* Problem to solve
Copy the stretch from "bbox: plant debris" through "(542, 195), (561, 211)", replacing "sandy ground" with "loose sand" and leaving all else as it is.

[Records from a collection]
::::::
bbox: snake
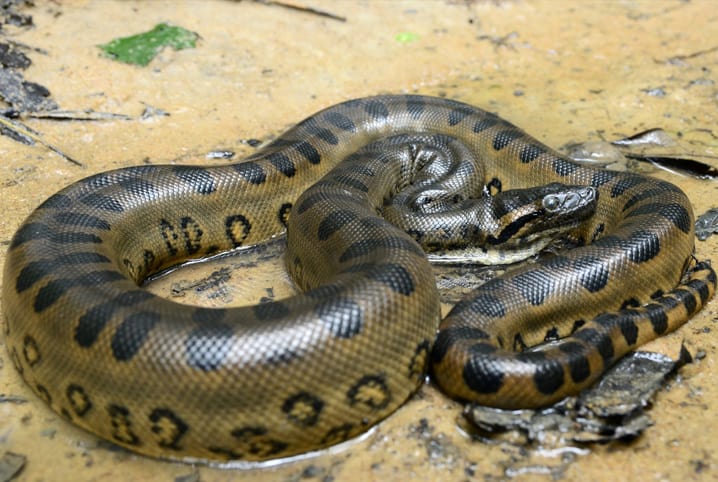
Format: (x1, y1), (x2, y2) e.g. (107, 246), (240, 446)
(2, 95), (716, 463)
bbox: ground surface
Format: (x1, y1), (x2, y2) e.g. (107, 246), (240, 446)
(0, 0), (718, 481)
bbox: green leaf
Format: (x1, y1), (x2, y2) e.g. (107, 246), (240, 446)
(98, 23), (198, 66)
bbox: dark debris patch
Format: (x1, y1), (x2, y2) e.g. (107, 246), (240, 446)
(464, 349), (690, 447)
(0, 450), (27, 480)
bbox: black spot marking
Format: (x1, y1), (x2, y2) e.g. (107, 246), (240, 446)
(462, 292), (506, 318)
(620, 298), (641, 310)
(35, 383), (52, 405)
(611, 175), (647, 197)
(322, 423), (354, 445)
(33, 270), (125, 313)
(232, 161), (267, 184)
(364, 100), (389, 120)
(277, 203), (292, 228)
(593, 231), (661, 263)
(110, 311), (160, 361)
(473, 114), (499, 134)
(22, 335), (42, 367)
(347, 374), (391, 411)
(516, 351), (564, 395)
(559, 341), (591, 383)
(107, 404), (140, 445)
(65, 383), (92, 417)
(367, 263), (414, 296)
(294, 141), (322, 165)
(267, 153), (297, 177)
(75, 289), (153, 348)
(543, 326), (559, 342)
(149, 408), (189, 450)
(573, 328), (614, 366)
(461, 343), (504, 394)
(252, 301), (290, 321)
(646, 303), (668, 335)
(686, 279), (711, 304)
(224, 214), (252, 248)
(282, 392), (324, 427)
(172, 166), (217, 195)
(317, 298), (364, 338)
(54, 211), (110, 231)
(324, 112), (357, 132)
(573, 256), (610, 293)
(519, 144), (546, 164)
(300, 117), (339, 146)
(160, 219), (179, 256)
(672, 288), (698, 316)
(486, 177), (503, 196)
(493, 129), (524, 151)
(180, 216), (204, 255)
(591, 169), (622, 187)
(226, 426), (288, 459)
(79, 193), (125, 213)
(185, 320), (234, 372)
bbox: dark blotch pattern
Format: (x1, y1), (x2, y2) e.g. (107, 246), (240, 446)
(519, 144), (546, 164)
(461, 343), (504, 394)
(267, 153), (297, 177)
(232, 161), (267, 184)
(294, 141), (322, 165)
(324, 112), (357, 132)
(574, 256), (610, 293)
(282, 392), (324, 427)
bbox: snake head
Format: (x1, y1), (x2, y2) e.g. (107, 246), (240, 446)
(487, 183), (598, 248)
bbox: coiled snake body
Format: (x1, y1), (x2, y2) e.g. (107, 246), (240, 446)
(3, 96), (716, 460)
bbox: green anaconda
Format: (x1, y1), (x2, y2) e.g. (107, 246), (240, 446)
(3, 95), (716, 460)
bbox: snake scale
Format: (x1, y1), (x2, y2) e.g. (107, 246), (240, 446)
(3, 95), (716, 461)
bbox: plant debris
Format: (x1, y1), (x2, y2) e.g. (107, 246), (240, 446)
(98, 23), (199, 67)
(566, 128), (718, 179)
(464, 348), (691, 448)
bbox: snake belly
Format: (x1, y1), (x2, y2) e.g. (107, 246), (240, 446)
(3, 95), (715, 461)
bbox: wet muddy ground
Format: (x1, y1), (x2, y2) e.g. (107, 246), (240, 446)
(0, 0), (718, 481)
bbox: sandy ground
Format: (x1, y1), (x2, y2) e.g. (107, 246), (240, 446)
(0, 0), (718, 481)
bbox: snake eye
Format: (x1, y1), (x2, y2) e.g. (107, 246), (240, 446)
(542, 195), (561, 211)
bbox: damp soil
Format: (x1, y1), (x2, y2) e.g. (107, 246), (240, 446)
(0, 0), (718, 482)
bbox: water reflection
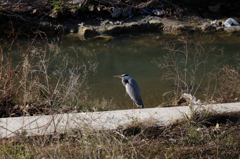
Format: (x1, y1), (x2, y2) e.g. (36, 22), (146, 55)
(5, 33), (240, 109)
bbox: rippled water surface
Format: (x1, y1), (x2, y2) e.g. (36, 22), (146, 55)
(9, 33), (240, 109)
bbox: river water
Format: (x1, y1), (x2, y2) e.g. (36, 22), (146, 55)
(56, 33), (240, 109)
(6, 33), (240, 109)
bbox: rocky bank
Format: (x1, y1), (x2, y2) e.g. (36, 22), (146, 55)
(0, 0), (240, 40)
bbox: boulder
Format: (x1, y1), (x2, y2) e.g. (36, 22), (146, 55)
(49, 10), (59, 19)
(71, 8), (78, 17)
(122, 7), (132, 17)
(112, 8), (122, 18)
(208, 4), (221, 12)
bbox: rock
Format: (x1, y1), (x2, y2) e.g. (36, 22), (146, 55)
(216, 27), (224, 31)
(49, 10), (59, 19)
(112, 8), (122, 18)
(71, 8), (78, 17)
(122, 7), (132, 17)
(33, 9), (38, 14)
(88, 5), (94, 12)
(78, 26), (97, 38)
(152, 9), (162, 16)
(201, 23), (216, 31)
(208, 3), (221, 12)
(177, 93), (201, 105)
(224, 26), (240, 32)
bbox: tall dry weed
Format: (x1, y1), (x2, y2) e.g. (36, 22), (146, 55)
(152, 36), (223, 104)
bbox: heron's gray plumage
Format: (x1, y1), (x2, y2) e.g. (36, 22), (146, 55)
(113, 74), (144, 108)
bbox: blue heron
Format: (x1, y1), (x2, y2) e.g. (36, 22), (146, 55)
(114, 74), (144, 108)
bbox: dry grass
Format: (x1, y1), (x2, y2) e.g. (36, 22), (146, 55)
(152, 33), (240, 105)
(0, 31), (114, 117)
(0, 111), (240, 158)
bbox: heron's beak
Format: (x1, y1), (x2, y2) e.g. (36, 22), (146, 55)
(113, 75), (122, 78)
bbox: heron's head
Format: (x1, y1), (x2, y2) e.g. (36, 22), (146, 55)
(113, 74), (129, 78)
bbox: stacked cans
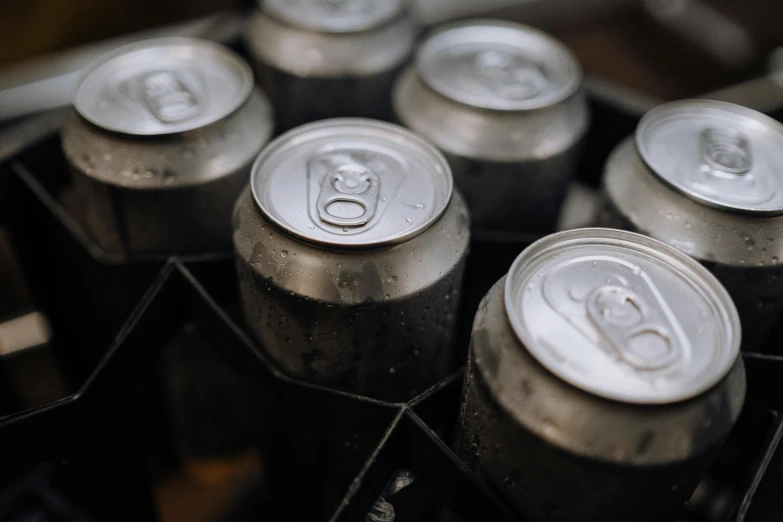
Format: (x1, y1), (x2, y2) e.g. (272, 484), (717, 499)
(245, 0), (416, 130)
(62, 39), (272, 258)
(601, 100), (783, 351)
(234, 119), (469, 401)
(394, 20), (588, 233)
(459, 229), (745, 522)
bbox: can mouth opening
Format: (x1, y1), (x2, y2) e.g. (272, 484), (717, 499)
(250, 118), (454, 250)
(74, 37), (254, 137)
(416, 19), (582, 111)
(504, 225), (741, 405)
(634, 100), (783, 217)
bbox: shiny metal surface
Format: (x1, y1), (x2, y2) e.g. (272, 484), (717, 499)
(74, 38), (253, 136)
(393, 21), (589, 232)
(458, 279), (745, 522)
(251, 119), (453, 248)
(598, 138), (783, 352)
(505, 229), (740, 404)
(636, 100), (783, 215)
(259, 0), (410, 33)
(234, 183), (469, 401)
(416, 20), (582, 111)
(62, 90), (272, 259)
(245, 10), (416, 131)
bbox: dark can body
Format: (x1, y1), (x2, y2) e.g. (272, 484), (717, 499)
(234, 119), (470, 401)
(599, 102), (783, 351)
(62, 39), (273, 258)
(62, 92), (272, 257)
(394, 21), (589, 233)
(457, 279), (745, 522)
(234, 191), (469, 401)
(245, 4), (416, 131)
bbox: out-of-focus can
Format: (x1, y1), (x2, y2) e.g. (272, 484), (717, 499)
(599, 100), (783, 351)
(245, 0), (416, 130)
(62, 38), (273, 257)
(234, 119), (469, 401)
(393, 20), (589, 232)
(459, 229), (745, 522)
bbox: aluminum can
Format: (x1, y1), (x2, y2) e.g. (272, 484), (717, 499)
(393, 20), (589, 234)
(234, 118), (469, 401)
(599, 100), (783, 351)
(62, 38), (273, 258)
(459, 229), (745, 522)
(245, 0), (416, 130)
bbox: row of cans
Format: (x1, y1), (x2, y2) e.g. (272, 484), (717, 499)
(50, 0), (783, 521)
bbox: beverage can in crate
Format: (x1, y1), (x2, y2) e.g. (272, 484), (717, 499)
(234, 118), (469, 401)
(393, 20), (589, 233)
(459, 229), (745, 522)
(62, 38), (273, 257)
(599, 100), (783, 351)
(245, 0), (416, 130)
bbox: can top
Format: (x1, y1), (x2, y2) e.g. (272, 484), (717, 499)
(250, 118), (453, 248)
(505, 229), (740, 404)
(74, 38), (253, 136)
(636, 100), (783, 215)
(260, 0), (408, 33)
(416, 20), (582, 111)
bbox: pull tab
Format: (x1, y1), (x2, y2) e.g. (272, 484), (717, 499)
(699, 127), (753, 176)
(586, 285), (682, 371)
(140, 71), (202, 123)
(317, 0), (366, 13)
(474, 50), (548, 100)
(316, 163), (381, 227)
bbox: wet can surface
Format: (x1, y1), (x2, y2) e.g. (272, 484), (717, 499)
(600, 100), (783, 351)
(234, 119), (469, 401)
(245, 0), (416, 130)
(458, 229), (745, 522)
(393, 20), (589, 233)
(62, 38), (273, 258)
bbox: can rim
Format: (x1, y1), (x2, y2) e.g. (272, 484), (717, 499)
::::::
* Exercise answer
bbox: plant debris
Format: (x1, y1), (x2, y2) e.g. (107, 246), (240, 446)
(98, 23), (199, 67)
(566, 128), (718, 179)
(464, 348), (691, 448)
bbox: snake belly
Format: (x1, y1), (x2, y2) e.g. (107, 246), (240, 446)
(3, 95), (715, 461)
bbox: wet muddy ground
Format: (x1, y1), (x2, y2) e.g. (107, 246), (240, 446)
(0, 0), (718, 481)
bbox: loose sand
Format: (x1, y1), (x2, y2) e.g. (107, 246), (240, 446)
(0, 0), (718, 481)
bbox: snake eye
Format: (x1, y1), (x2, y2) e.g. (107, 246), (240, 446)
(542, 195), (561, 211)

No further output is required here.